# DIRECTIONS FOR THIS TASK
Retype all of the data without changing a single word.

# DATA
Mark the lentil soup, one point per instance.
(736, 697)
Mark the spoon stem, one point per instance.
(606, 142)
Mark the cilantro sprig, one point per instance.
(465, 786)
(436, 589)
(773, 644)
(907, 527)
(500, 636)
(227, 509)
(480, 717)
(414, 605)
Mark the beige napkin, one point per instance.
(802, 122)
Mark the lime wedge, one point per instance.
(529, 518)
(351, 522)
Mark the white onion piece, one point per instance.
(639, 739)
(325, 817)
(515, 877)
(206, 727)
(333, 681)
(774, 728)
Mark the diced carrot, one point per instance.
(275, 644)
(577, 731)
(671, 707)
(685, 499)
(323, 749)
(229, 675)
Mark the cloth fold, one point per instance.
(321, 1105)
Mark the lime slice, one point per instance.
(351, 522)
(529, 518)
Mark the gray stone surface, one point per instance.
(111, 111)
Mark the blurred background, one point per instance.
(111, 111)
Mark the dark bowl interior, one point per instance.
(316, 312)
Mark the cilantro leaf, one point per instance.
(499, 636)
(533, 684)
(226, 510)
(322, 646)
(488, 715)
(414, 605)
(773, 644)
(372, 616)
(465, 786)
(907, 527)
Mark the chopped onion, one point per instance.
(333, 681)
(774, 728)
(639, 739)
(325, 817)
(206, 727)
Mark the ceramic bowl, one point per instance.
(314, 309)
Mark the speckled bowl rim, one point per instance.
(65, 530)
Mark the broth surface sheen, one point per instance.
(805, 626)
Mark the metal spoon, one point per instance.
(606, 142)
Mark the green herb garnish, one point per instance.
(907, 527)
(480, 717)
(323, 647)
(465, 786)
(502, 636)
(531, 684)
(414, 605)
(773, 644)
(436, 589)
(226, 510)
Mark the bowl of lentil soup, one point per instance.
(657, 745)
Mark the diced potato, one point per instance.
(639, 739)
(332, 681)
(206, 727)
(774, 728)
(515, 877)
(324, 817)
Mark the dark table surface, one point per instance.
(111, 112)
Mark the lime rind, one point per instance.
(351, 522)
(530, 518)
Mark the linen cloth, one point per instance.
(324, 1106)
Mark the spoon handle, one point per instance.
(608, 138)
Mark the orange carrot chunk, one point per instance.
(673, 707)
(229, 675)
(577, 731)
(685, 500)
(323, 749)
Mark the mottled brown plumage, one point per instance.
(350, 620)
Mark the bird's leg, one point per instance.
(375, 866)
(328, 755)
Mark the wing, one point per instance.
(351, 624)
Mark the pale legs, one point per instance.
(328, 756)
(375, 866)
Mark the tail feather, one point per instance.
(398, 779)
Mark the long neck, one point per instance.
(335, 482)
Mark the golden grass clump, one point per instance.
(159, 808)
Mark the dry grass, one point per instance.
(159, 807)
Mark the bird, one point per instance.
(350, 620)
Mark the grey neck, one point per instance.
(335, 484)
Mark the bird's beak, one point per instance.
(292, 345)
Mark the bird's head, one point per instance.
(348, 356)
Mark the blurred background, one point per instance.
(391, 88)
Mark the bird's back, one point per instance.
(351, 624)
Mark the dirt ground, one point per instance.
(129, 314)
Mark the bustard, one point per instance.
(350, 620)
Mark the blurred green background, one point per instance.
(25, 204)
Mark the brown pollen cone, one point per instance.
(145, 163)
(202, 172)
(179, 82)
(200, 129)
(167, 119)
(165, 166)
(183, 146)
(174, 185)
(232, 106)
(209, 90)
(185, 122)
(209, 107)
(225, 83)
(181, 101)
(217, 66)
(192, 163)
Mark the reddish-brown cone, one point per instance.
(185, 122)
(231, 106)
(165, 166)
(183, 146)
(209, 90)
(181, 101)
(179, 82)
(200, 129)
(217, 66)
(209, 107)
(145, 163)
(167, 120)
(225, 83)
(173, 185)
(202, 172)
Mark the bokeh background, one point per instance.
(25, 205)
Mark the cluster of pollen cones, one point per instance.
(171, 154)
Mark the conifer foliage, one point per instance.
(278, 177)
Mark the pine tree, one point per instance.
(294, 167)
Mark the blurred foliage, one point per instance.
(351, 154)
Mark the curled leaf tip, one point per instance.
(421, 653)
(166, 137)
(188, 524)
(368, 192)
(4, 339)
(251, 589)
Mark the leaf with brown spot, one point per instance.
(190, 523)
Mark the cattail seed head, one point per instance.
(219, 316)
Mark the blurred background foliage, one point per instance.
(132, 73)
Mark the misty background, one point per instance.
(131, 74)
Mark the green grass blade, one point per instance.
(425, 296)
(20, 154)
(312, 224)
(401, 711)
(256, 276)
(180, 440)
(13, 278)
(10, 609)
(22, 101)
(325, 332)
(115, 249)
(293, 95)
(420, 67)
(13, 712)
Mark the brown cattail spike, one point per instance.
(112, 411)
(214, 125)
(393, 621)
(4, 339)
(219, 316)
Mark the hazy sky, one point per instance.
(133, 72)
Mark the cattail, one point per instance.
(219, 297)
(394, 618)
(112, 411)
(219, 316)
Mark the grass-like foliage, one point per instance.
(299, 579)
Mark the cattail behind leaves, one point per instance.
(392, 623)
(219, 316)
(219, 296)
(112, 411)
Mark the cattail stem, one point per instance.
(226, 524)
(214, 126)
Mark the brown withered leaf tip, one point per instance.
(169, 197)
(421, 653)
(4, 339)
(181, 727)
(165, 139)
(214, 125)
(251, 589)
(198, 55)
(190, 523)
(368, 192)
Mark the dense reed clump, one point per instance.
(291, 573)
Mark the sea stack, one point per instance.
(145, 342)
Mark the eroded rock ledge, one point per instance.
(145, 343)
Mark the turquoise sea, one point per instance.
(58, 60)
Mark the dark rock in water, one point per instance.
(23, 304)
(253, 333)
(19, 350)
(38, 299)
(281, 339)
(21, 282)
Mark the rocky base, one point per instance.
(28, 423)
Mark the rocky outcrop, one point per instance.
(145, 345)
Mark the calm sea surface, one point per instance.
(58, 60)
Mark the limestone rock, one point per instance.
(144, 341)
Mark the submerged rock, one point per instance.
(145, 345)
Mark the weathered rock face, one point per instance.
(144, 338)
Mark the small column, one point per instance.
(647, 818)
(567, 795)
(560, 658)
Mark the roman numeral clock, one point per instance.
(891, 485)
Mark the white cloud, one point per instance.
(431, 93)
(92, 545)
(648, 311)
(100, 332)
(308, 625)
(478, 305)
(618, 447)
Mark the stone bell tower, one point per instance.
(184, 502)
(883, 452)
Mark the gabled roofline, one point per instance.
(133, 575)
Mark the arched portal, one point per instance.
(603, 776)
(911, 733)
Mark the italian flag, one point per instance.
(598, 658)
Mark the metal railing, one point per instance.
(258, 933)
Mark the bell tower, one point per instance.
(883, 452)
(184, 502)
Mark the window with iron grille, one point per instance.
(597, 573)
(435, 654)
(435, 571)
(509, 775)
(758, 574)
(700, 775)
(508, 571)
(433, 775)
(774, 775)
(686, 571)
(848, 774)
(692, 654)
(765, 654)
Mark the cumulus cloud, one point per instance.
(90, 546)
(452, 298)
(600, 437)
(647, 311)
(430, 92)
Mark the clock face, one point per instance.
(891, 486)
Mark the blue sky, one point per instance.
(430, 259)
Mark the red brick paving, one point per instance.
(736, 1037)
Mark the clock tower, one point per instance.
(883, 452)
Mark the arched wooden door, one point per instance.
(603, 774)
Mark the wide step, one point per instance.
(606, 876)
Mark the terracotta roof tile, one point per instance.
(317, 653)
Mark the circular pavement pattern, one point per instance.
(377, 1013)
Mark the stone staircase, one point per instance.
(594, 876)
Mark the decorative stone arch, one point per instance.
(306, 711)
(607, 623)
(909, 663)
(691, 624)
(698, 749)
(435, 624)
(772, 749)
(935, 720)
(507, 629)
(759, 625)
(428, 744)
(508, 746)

# ANSWER AREA
Mark the lentil soup, one point per instance.
(736, 697)
Mark the spoon stem, one point per instance.
(606, 142)
Mark the cilantro sprig, one point per instance.
(465, 786)
(436, 589)
(773, 644)
(907, 527)
(500, 636)
(227, 509)
(480, 717)
(414, 605)
Mark the beige napkin, one point per instance.
(802, 122)
Mark the lime wedge, one point per instance.
(529, 518)
(351, 522)
Mark the white onion piece, one point per instance.
(639, 739)
(325, 817)
(515, 877)
(206, 727)
(333, 681)
(774, 728)
Mark the diced carrot, one point per instance.
(275, 644)
(577, 731)
(671, 707)
(685, 499)
(323, 749)
(229, 675)
Mark the cloth fold, one point per instance.
(321, 1105)
Mark the lime slice, one point per instance.
(351, 522)
(529, 518)
Mark the gray stone surface, one point per instance.
(111, 111)
Mark the blurred background, one point per instance.
(111, 111)
Mark the dark bowl interior, one point per instance.
(316, 312)
Mark the cilantro leaf, one point per instance.
(499, 636)
(533, 684)
(226, 510)
(322, 646)
(488, 715)
(414, 605)
(773, 644)
(372, 616)
(465, 786)
(907, 527)
Mark the chopped onion, one point per instance.
(333, 681)
(774, 728)
(639, 739)
(325, 817)
(206, 727)
Mark the ceramic bowl, one point per instance.
(314, 309)
Mark the speckled bowl rim, one point per instance.
(65, 530)
Mark the broth surface sheen, one point per instance.
(805, 626)
Mark the metal spoon, one point per instance.
(606, 142)
Mark the green herb garnish, one point per instance.
(907, 527)
(480, 717)
(323, 647)
(465, 786)
(502, 636)
(531, 684)
(414, 605)
(773, 644)
(436, 589)
(226, 510)
Mark the bowl of lentil soup, one point per instance.
(657, 745)
Mark the diced potato, one point per instance.
(639, 739)
(332, 681)
(206, 727)
(774, 728)
(515, 877)
(324, 817)
Mark the dark table surface, one point per instance.
(111, 112)
Mark the lime rind, one point per instance.
(351, 522)
(530, 518)
Mark the linen cloth, one point per instance.
(324, 1106)
Mark the spoon handle, one point per instance.
(608, 138)
Mark the orange carrot chunk, one point per instance.
(673, 707)
(229, 675)
(577, 731)
(685, 500)
(323, 749)
Mark the mottled brown plumage, one point per instance.
(350, 620)
Mark the bird's leg, one point per instance.
(375, 866)
(328, 755)
Mark the wing, one point per instance.
(351, 624)
Mark the pale legs, one point per instance.
(328, 756)
(375, 866)
Mark the tail feather, one point per instance.
(398, 779)
Mark the long neck, one point per instance.
(335, 482)
Mark the golden grass clump, one point per instance.
(159, 808)
Mark the dry grass, one point per instance.
(159, 807)
Mark the bird, one point per instance.
(350, 620)
Mark the grey neck, one point per instance.
(335, 484)
Mark the bird's beak, one point per instance.
(292, 345)
Mark the bird's head, one point per instance.
(348, 356)
Mark the blurred background, one point per instance.
(391, 88)
Mark the bird's back, one point per instance.
(351, 624)
Mark the dirt ground, one point per instance.
(129, 314)
Mark the bustard, one point per instance.
(350, 620)
Mark the blurred green background, one point per instance.
(25, 204)
Mark the brown pollen cone, one point per instance.
(145, 163)
(202, 172)
(179, 82)
(200, 129)
(167, 119)
(165, 166)
(183, 146)
(174, 185)
(232, 106)
(209, 90)
(185, 122)
(209, 107)
(225, 83)
(181, 101)
(217, 66)
(192, 163)
Mark the reddish-brown cone, one point per instance.
(185, 122)
(231, 106)
(165, 166)
(183, 146)
(209, 90)
(181, 101)
(179, 82)
(200, 129)
(217, 66)
(209, 107)
(145, 163)
(167, 120)
(225, 83)
(173, 185)
(202, 172)
Mark the bokeh background, one point per instance.
(25, 205)
Mark the cluster of pollen cones, one point per instance.
(171, 154)
Mark the conifer foliage, one point per instance.
(278, 177)
Mark the pine tree, one point per instance.
(294, 167)
Mark the blurred foliage, one point per instance.
(351, 154)
Mark the curled leaf tip, one point per instance.
(421, 653)
(166, 137)
(188, 524)
(368, 192)
(4, 339)
(251, 589)
Mark the leaf with brown spot, one point per instance.
(190, 523)
Mark the cattail seed head, one point per instance.
(219, 316)
Mark the blurred background foliage, one point per instance.
(132, 73)
Mark the misty background, one point per instance.
(131, 74)
Mark the green grass blade, one point per instance.
(425, 296)
(20, 154)
(312, 224)
(401, 711)
(256, 276)
(180, 440)
(13, 278)
(10, 609)
(22, 101)
(325, 332)
(115, 249)
(293, 95)
(420, 67)
(13, 712)
Mark the brown cattail spike, one point per instance.
(112, 411)
(214, 125)
(393, 621)
(4, 339)
(219, 316)
Mark the hazy sky, one point per instance.
(133, 72)
Mark the cattail, one point per instance.
(219, 297)
(394, 618)
(112, 411)
(219, 316)
Mark the grass-like foliage, one point per instance.
(299, 579)
Mark the cattail behind leaves, one point per instance.
(392, 623)
(219, 316)
(219, 296)
(112, 411)
Mark the cattail stem, one point per instance.
(226, 524)
(214, 126)
Mark the brown withered leaf tip, one point per instance.
(169, 197)
(421, 653)
(4, 339)
(181, 727)
(165, 139)
(214, 125)
(251, 589)
(198, 55)
(190, 523)
(368, 192)
Mark the dense reed clump, one point per instance.
(291, 573)
Mark the sea stack, one point per instance.
(145, 342)
Mark the eroded rock ledge, one point per instance.
(145, 343)
Mark the turquoise sea, one point per instance.
(58, 60)
Mark the dark rock in water, one point per instance.
(23, 304)
(253, 333)
(19, 350)
(38, 299)
(281, 339)
(21, 282)
Mark the rocky base, one point per instance.
(28, 423)
Mark the rocky outcrop, one point per instance.
(145, 345)
Mark the calm sea surface, one point per instance.
(58, 60)
Mark the limestone rock, one point per instance.
(144, 341)
Mark the submerged rock, one point per instance.
(145, 345)
Mark the weathered rock face, one point per instance.
(144, 338)
Mark the small column, one point per instance.
(647, 818)
(567, 795)
(560, 658)
Mark the roman numeral clock, one point per instance.
(891, 485)
Mark the white cloud, one point per instance.
(431, 93)
(92, 545)
(648, 311)
(100, 332)
(308, 625)
(478, 305)
(618, 447)
Mark the stone bell tower, one point per instance.
(184, 502)
(883, 452)
Mark the gabled roofline, one point per instance.
(133, 575)
Mark the arched portal, one point per instance.
(603, 776)
(911, 733)
Mark the italian flag, one point per instance.
(598, 658)
Mark the metal railing, one point per instance.
(258, 933)
Mark the bell tower, one point per instance.
(883, 452)
(184, 502)
Mark the window with iron grille, one point per instance.
(597, 573)
(435, 654)
(435, 571)
(509, 775)
(758, 574)
(700, 775)
(508, 571)
(433, 775)
(774, 775)
(686, 571)
(848, 774)
(692, 654)
(765, 654)
Mark the cumulus cloud, one point per instance.
(90, 546)
(452, 298)
(600, 437)
(647, 311)
(430, 92)
Mark the clock face, one point per instance.
(891, 486)
Mark the blue sky, one point per instance.
(430, 259)
Mark the red brick paving, one point per instance.
(736, 1037)
Mark the clock tower, one point per instance.
(883, 452)
Mark the arched wooden door, one point per instance.
(603, 774)
Mark the wide step, one point per instance.
(606, 876)
Mark the terracotta roof tile, one point per instance.
(317, 653)
Mark the circular pavement pattern, one point per instance.
(377, 1013)
Mark the stone staircase, one point per instance.
(594, 876)
Mark the decorative stone arch, one point per instance.
(306, 711)
(607, 623)
(909, 663)
(691, 624)
(698, 749)
(435, 624)
(772, 749)
(935, 720)
(507, 629)
(759, 625)
(428, 744)
(508, 746)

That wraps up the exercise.